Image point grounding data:

□ □ □

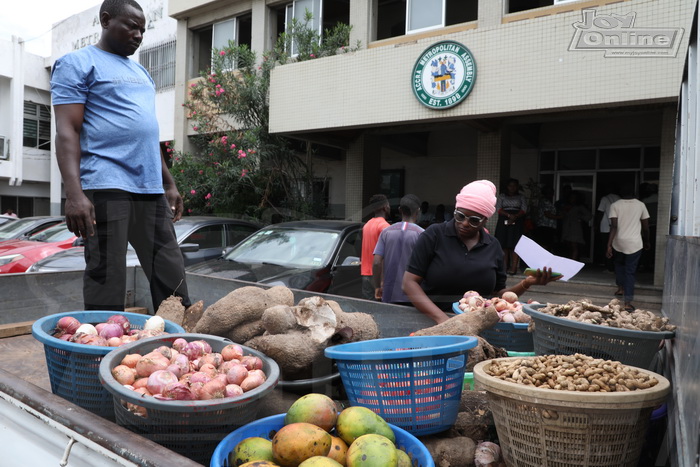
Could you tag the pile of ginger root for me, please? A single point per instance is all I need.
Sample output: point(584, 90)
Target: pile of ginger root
point(613, 315)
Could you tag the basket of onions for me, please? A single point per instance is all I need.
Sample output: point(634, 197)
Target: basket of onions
point(187, 391)
point(75, 343)
point(511, 332)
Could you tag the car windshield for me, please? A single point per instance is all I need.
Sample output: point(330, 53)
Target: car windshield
point(56, 233)
point(12, 229)
point(292, 248)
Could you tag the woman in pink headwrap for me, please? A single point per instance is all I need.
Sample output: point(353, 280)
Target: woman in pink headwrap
point(453, 257)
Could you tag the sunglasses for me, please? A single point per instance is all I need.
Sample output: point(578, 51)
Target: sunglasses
point(474, 221)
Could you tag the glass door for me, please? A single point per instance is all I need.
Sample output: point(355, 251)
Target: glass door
point(575, 198)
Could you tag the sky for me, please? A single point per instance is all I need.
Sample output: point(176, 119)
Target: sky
point(32, 20)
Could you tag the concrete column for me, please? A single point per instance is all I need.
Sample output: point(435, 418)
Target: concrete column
point(362, 18)
point(663, 213)
point(260, 15)
point(491, 12)
point(183, 61)
point(491, 161)
point(362, 163)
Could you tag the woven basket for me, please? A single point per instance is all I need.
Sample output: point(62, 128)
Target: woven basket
point(548, 428)
point(561, 336)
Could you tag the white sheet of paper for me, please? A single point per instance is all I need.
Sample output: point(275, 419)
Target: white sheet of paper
point(537, 257)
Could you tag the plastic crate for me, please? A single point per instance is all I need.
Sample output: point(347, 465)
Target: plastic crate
point(190, 428)
point(414, 383)
point(268, 427)
point(510, 336)
point(74, 368)
point(547, 428)
point(555, 335)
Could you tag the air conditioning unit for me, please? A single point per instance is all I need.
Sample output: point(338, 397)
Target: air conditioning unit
point(4, 148)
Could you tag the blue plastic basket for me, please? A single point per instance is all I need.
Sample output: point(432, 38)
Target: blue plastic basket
point(74, 368)
point(510, 336)
point(268, 427)
point(414, 383)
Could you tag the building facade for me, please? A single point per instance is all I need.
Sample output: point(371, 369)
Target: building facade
point(578, 95)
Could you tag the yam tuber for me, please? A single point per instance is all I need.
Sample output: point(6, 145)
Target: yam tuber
point(242, 305)
point(466, 324)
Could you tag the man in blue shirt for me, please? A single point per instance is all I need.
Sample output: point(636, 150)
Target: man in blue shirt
point(118, 187)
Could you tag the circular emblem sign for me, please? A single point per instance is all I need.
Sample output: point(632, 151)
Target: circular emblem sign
point(444, 75)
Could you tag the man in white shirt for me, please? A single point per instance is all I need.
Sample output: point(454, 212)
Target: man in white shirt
point(629, 236)
point(604, 208)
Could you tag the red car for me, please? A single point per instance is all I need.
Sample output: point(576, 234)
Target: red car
point(18, 255)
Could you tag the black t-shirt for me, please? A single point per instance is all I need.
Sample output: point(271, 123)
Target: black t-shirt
point(449, 269)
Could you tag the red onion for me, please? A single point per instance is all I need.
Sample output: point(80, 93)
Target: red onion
point(193, 351)
point(109, 330)
point(122, 321)
point(123, 374)
point(236, 374)
point(214, 389)
point(251, 362)
point(174, 369)
point(179, 344)
point(68, 324)
point(233, 390)
point(200, 377)
point(178, 391)
point(231, 352)
point(158, 380)
point(147, 365)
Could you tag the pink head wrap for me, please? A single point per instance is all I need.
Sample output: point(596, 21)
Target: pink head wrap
point(478, 196)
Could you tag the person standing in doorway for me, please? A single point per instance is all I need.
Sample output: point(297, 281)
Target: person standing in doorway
point(393, 251)
point(604, 208)
point(118, 187)
point(629, 237)
point(379, 205)
point(511, 207)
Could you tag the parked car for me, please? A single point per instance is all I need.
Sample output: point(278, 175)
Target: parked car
point(26, 226)
point(5, 219)
point(200, 238)
point(316, 255)
point(18, 255)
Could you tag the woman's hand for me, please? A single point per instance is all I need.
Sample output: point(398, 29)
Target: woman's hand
point(541, 277)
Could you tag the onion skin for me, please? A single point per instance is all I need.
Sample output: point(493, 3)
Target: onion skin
point(254, 379)
point(109, 330)
point(251, 362)
point(232, 352)
point(158, 380)
point(147, 365)
point(236, 374)
point(233, 390)
point(130, 360)
point(68, 325)
point(124, 375)
point(178, 391)
point(122, 321)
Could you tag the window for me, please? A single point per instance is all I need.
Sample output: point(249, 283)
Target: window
point(217, 36)
point(400, 17)
point(37, 126)
point(159, 61)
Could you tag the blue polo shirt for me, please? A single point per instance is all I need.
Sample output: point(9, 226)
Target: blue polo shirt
point(119, 139)
point(449, 269)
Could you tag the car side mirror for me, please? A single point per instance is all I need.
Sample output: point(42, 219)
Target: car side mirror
point(189, 247)
point(351, 261)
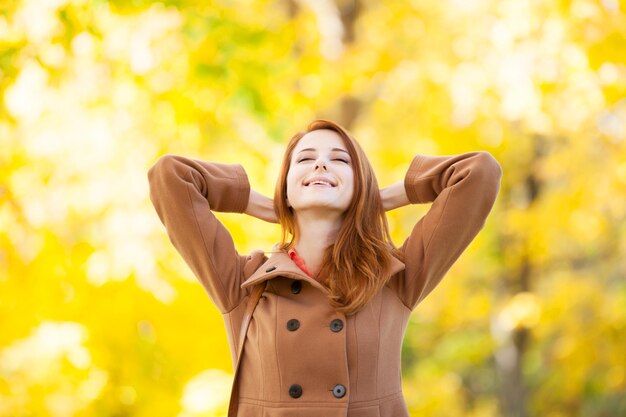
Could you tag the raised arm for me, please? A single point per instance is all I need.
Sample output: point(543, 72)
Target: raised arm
point(463, 189)
point(183, 192)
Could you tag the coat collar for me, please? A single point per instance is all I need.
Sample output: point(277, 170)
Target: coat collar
point(281, 264)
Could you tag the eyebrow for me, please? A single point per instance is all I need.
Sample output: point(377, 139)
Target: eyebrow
point(334, 149)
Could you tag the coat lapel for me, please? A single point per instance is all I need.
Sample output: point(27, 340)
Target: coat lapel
point(280, 264)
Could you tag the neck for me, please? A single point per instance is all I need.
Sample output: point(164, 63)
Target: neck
point(316, 233)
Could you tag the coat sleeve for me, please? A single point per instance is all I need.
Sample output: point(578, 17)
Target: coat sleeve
point(183, 192)
point(463, 190)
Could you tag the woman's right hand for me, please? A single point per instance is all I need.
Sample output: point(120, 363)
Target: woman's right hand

□ □ □

- [Problem to work on] Search the lines above for the string "right", then show every one that has it.

- [Response]
Could you tag the woman's right hand for me, please? A single point per instance is all I need.
Target: woman's right hand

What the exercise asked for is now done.